- **Problem to work on**:
From the neuroblastoma study summary below, list each thing whose association with the lactylation-related genes the bioinformatics analyses assessed.

*** Opening Passage to read ***

Lactylation, a recently identified post-translational modification mediated by lactate, plays a critical role in regulating metabolic and immune processes in tumors. However, its function in neuroblastoma, particularly its association with tumor progression and immune modulation, remains unclear.

Method

We conducted immunohistochemical analyses on neuroblastoma tissue samples to evaluate lactylation levels and their clinical relevance. Single-cell RNA sequencing data and the AUCell algorithm were utilized to identify lactylation-related genes (LRGs) and map their expression within the tumor microenvironment. A seven-gene LRGs-based prognostic model was constructed using Cox regression and Least absolute shrinkage and selection operator (LASSO) analysis and validated in independent datasets. Bioinformatics analyses were performed to assess the associations between LRGs and clinical characteristics, biological pathways, immune infiltration, and therapeutic response. Functional assays further investigated the role of KLHL32, a key gene identified in the model.

Results

Our study revealed significantly elevated lactylation levels in neuroblastoma tumor tissues, which were associated with advanced disease stages and poor prognoses. We identified 407 LRGs and developed a seven-gene prognostic model that effectively stratified patients by risk, showing robust predictive performance in both internal and external validations. High-risk patients exhibited increased activation of tumor-promoting pathways, including glycolysis and PI3K/AKT signaling, alongside reduced immune cell infiltration, indicative of an immunosuppressive tumor microenvironment. Among the LRGs, KLHL32 emerged as a key tumor suppressor, inhibiting neuroblastoma cell proliferation, migration, and invasion, while enhancing NK cell-mediated cytotoxicity and anti-GD2 immunotherapies response. KLHL32 overexpression suppressed lactate production by downregulating the PI3K/AKT pathway, reducing protein lactylation levels, and promoting anti-tumor immunity.

Conclusion

Our findings establish lactylation as a critical determinant of neuroblastoma progression and prognosis. The seven-gene lactylation-related prognostic model provides a novel tool for patient stratification and therapeutic decision-making. Additionally, KLHL32 represents a promising target for enhancing immunotherapy efficacy by modulating metabolic and immune pathways, offering new opportunities for precision treatment in high-risk neuroblastoma patients.

*** Closing Passage to read ***
*** Opening Records provided ***

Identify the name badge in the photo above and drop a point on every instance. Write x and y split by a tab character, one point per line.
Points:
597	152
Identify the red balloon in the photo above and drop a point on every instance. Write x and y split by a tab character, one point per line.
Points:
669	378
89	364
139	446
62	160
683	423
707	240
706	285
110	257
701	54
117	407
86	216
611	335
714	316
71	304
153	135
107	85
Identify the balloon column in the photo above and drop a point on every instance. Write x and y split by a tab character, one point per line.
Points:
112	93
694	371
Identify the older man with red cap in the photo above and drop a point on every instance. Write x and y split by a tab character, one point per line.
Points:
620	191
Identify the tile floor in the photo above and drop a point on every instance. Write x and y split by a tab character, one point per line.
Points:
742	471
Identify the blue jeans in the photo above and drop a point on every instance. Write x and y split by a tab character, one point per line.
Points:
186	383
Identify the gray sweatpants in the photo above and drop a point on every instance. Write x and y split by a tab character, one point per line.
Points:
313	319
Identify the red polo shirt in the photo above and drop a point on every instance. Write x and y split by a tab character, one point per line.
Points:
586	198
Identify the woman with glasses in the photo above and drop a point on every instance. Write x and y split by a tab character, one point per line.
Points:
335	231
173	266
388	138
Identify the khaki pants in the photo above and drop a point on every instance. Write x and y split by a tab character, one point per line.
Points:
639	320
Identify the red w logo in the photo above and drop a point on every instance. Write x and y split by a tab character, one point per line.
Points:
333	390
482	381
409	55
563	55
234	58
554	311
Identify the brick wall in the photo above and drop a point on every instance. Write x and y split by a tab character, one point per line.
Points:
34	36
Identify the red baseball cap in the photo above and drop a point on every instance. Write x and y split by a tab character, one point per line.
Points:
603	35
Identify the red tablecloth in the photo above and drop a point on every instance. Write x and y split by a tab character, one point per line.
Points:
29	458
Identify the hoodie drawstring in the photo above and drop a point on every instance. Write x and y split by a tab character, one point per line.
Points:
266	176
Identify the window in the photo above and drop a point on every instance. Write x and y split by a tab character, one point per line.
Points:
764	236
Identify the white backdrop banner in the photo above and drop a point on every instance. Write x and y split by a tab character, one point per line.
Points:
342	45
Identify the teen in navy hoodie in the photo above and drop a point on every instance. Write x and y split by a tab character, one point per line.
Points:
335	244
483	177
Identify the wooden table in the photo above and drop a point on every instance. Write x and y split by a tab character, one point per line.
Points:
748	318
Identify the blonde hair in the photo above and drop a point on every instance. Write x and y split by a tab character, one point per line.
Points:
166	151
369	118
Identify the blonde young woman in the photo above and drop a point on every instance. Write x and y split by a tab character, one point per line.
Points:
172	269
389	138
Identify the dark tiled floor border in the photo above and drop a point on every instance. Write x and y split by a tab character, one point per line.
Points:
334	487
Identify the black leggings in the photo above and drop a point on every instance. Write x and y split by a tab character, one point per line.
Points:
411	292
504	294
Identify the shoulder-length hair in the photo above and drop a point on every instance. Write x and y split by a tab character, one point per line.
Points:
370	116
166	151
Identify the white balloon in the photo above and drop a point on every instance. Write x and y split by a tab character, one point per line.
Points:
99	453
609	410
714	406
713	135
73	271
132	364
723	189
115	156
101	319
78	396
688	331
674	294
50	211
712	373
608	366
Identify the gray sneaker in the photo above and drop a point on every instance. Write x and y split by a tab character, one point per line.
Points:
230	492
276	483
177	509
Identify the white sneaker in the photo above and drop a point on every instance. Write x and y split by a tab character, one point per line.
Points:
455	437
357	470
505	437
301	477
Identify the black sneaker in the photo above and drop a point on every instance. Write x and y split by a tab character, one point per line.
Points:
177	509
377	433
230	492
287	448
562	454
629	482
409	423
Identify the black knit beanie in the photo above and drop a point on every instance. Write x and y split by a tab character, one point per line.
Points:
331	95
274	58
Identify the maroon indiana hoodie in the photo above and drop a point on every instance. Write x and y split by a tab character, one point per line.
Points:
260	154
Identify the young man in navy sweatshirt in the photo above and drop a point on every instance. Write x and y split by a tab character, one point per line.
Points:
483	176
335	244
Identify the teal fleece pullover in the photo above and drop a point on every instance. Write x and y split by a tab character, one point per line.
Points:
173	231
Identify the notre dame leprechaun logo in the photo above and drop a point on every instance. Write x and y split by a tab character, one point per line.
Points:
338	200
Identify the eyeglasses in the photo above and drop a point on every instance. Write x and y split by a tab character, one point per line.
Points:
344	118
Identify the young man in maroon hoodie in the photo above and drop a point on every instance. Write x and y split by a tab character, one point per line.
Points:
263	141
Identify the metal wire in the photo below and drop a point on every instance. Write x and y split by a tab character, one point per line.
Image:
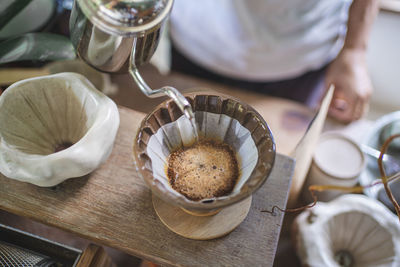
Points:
11	256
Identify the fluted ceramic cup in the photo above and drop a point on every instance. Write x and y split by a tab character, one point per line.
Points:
218	117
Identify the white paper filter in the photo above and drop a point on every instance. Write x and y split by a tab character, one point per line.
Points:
211	126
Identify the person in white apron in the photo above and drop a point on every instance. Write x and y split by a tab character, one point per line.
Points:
286	48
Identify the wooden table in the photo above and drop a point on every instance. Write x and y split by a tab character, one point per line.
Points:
113	207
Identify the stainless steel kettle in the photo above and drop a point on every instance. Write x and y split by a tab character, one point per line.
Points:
120	35
110	35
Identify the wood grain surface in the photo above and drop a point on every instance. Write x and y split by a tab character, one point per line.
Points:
112	206
201	227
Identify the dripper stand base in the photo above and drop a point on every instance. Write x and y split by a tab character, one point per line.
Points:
201	227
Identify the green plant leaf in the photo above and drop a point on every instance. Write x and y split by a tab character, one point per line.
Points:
36	46
11	11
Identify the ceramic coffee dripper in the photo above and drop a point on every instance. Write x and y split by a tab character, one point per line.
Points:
218	117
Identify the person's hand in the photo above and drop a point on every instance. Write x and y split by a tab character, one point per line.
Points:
353	87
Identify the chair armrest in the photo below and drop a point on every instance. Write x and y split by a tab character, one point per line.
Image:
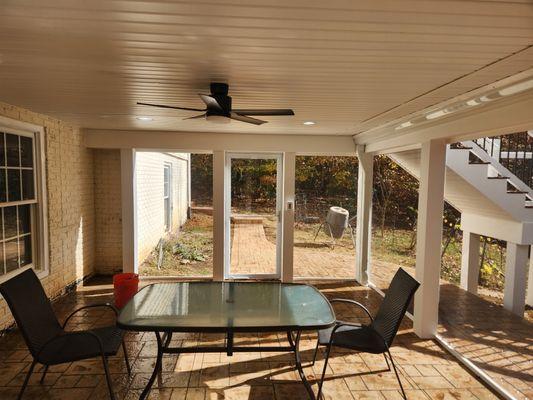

*** Closing Records provided ***

- **Task answer**:
- clinical characteristics
- biological pathways
- immune infiltration
- therapeutic response